Supplied text
---+---

In the present day, Raka Sinha, a new age, elite fashion designer and pro slavery apologist, returns to her ancestral site, a nineteenth-century abandoned indigo factory which belonged to her great-grandfather. As she prepares to flag off a modern exhibition of her new collection, inspired by the dye of indigo, she channels her complacency in smugly speaking of her ancestors’ achievements in harboring bonded laborers for the indigo plantation. Raka recounts how ‘History’ has remembered and remained faithful to her great-grandfather ‘Rai Bahadur,’ while casually adding its betrayal in the act, obliterating all traces of the workers from public memory as a footnote. According to Raka, the Raibahadur’s act of establishing an indigo factory in a village that was doomed to slink into oblivion anyway points to his indisputable heroism.

All drunk on the trend of sustainability, the fashion show turned art installation turns into a haunting site for Raka’s subconscious. The space around her begins to twist and turn, implode and explode curiously. At one point, she finds herself entangled in a mesh of indigo fibres from which she is rescued by her intern. As she tries to make sense of the trick that her mind just pulled on her, she finds herself in yet another mirage soon enough. The walls of the toilet that she occupies fall off, and she finds herself in a dark room. There is not one soul in the room– just the blaring screen of a computer that constantly flashes mysterious numbers and an ancient photograph.

Parallel to the above-mentioned horror is the horror for people working under this woman. A modern age resurrection of her forefather, Raka, prioritizes getting a dormant fountain into action by cutting off the drinking water supply of her workers. As Raka herself grows thirsty, we witness her lock herself in the toilet and try to drink water from a jet spray. When the jet spray does not work, she lifts the lid off the toilet seat in desperation and instinctively thinks of drinking the water. However, her consciousness erupts, and she quells the primal thought with a retching sound. It is pertinent to note that Raka’s ancestor was a ‘Rai Bahadur,’ a ‘title of honour’ bestowed by the British government in India to individuals for outstanding service to the Empire.

---+---

Problem to solve
Reproduce the passage from the film summary starting at "In the present" and ending at "his indisputable heroism.". The rows that follow play no part in this work.

---+---

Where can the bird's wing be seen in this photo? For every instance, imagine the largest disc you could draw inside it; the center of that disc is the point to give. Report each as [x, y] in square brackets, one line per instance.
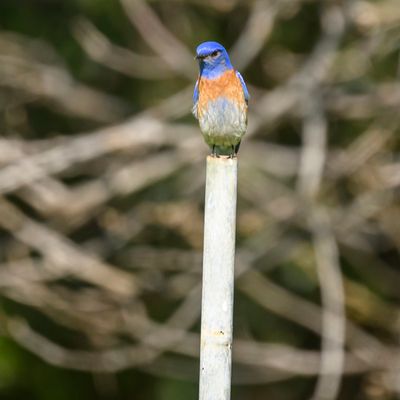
[245, 91]
[195, 98]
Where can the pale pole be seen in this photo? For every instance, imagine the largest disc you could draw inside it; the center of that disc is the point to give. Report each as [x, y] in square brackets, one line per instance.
[218, 278]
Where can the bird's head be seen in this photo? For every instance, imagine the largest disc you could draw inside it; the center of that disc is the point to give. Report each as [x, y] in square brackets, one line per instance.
[213, 59]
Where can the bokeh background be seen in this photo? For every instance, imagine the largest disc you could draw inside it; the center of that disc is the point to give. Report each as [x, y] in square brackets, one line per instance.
[102, 187]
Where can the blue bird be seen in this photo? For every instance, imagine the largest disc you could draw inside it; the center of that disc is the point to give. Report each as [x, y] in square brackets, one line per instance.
[220, 100]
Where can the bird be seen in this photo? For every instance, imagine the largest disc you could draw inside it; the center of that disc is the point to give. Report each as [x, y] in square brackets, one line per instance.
[220, 100]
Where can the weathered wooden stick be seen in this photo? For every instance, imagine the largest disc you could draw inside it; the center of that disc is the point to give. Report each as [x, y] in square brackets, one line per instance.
[218, 278]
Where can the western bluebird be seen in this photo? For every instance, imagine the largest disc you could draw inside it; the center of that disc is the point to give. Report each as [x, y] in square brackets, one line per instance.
[220, 100]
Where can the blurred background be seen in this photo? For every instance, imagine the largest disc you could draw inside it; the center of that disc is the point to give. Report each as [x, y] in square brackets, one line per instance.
[102, 187]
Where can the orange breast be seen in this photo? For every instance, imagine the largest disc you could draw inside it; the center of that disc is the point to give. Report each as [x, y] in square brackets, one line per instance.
[227, 85]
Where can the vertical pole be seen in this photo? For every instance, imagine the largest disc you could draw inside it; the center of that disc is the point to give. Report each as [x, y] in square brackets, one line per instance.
[218, 278]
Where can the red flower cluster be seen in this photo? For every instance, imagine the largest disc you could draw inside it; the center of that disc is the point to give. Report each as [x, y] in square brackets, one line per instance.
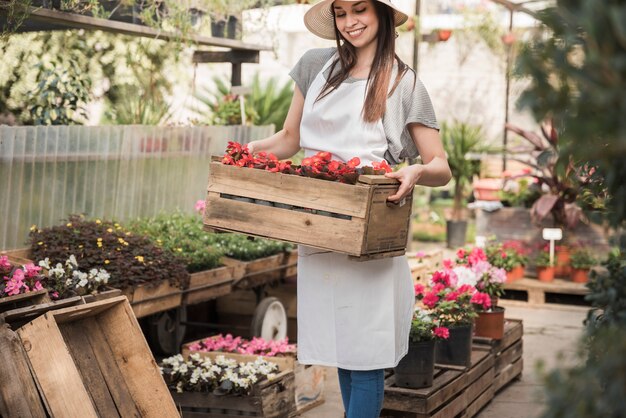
[320, 165]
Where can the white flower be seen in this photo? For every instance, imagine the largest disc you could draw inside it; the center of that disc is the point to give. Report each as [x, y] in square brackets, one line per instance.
[465, 276]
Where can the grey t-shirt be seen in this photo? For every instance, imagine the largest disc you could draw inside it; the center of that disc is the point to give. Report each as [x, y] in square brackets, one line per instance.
[407, 104]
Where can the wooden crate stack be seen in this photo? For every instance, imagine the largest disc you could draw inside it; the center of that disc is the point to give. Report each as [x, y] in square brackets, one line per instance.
[508, 353]
[308, 380]
[459, 392]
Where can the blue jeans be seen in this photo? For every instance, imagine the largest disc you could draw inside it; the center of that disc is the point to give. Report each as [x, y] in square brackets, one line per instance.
[362, 392]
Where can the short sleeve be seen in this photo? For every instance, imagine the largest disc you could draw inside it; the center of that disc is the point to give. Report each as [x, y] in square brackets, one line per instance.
[410, 103]
[309, 66]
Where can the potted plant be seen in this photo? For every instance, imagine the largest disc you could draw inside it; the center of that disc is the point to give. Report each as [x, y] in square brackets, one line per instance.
[545, 268]
[459, 140]
[416, 369]
[581, 261]
[451, 305]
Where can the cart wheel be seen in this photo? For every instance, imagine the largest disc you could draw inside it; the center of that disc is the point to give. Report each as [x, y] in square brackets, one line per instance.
[270, 320]
[162, 333]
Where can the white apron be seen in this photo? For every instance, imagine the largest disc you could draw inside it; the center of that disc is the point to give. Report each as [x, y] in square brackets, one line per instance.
[351, 314]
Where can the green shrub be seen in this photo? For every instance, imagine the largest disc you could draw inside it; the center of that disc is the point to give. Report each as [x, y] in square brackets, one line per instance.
[128, 258]
[181, 234]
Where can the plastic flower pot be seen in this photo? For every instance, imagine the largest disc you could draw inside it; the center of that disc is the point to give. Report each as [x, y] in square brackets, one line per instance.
[545, 273]
[417, 368]
[457, 349]
[579, 275]
[490, 323]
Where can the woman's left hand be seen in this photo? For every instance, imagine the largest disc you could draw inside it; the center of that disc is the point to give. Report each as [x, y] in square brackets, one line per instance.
[408, 177]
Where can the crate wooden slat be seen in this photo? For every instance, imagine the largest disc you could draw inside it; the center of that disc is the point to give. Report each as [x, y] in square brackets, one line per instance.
[508, 353]
[309, 380]
[92, 360]
[18, 317]
[373, 228]
[24, 299]
[150, 298]
[20, 398]
[270, 399]
[261, 271]
[208, 285]
[454, 388]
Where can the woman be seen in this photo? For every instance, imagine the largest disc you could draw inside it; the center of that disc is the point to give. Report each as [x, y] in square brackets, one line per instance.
[358, 100]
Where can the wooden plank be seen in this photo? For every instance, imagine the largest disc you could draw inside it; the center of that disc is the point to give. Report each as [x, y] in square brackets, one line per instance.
[85, 360]
[289, 189]
[479, 403]
[135, 361]
[19, 398]
[508, 356]
[20, 316]
[387, 226]
[73, 20]
[24, 299]
[509, 373]
[112, 375]
[59, 380]
[297, 227]
[151, 298]
[209, 284]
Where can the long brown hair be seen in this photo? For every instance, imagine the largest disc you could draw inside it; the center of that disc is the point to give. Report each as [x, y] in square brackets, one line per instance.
[382, 66]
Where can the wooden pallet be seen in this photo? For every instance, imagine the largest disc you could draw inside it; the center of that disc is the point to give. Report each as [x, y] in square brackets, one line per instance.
[453, 390]
[92, 360]
[536, 290]
[508, 353]
[270, 399]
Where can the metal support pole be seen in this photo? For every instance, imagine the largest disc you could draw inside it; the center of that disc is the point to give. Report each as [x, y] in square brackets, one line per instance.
[417, 35]
[509, 59]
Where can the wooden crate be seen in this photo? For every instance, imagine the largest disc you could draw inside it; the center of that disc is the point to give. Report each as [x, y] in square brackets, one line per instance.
[508, 353]
[309, 380]
[20, 397]
[454, 390]
[269, 398]
[261, 271]
[150, 298]
[208, 285]
[93, 361]
[351, 219]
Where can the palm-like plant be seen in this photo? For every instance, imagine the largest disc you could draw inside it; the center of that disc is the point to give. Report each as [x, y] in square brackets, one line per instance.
[459, 140]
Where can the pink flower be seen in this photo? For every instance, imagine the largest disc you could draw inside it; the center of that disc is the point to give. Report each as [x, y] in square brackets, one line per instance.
[419, 289]
[483, 299]
[200, 206]
[442, 332]
[31, 270]
[430, 299]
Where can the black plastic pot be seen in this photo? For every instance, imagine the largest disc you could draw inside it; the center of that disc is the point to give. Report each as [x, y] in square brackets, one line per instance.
[457, 349]
[455, 233]
[417, 368]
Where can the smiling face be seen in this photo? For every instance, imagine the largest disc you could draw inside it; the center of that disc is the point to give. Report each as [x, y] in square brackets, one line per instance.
[357, 21]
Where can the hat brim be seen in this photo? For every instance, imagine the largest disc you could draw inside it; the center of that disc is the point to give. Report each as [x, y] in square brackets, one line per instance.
[320, 21]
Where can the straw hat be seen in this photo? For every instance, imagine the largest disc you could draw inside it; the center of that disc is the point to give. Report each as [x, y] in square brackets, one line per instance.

---+---

Solution to this problem
In the present day, Raka Sinha, a new age, elite fashion designer and pro slavery apologist, returns to her ancestral site, a nineteenth-century abandoned indigo factory which belonged to her great-grandfather. As she prepares to flag off a modern exhibition of her new collection, inspired by the dye of indigo, she channels her complacency in smugly speaking of her ancestors’ achievements in harboring bonded laborers for the indigo plantation. Raka recounts how ‘History’ has remembered and remained faithful to her great-grandfather ‘Rai Bahadur,’ while casually adding its betrayal in the act, obliterating all traces of the workers from public memory as a footnote. According to Raka, the Raibahadur’s act of establishing an indigo factory in a village that was doomed to slink into oblivion anyway points to his indisputable heroism.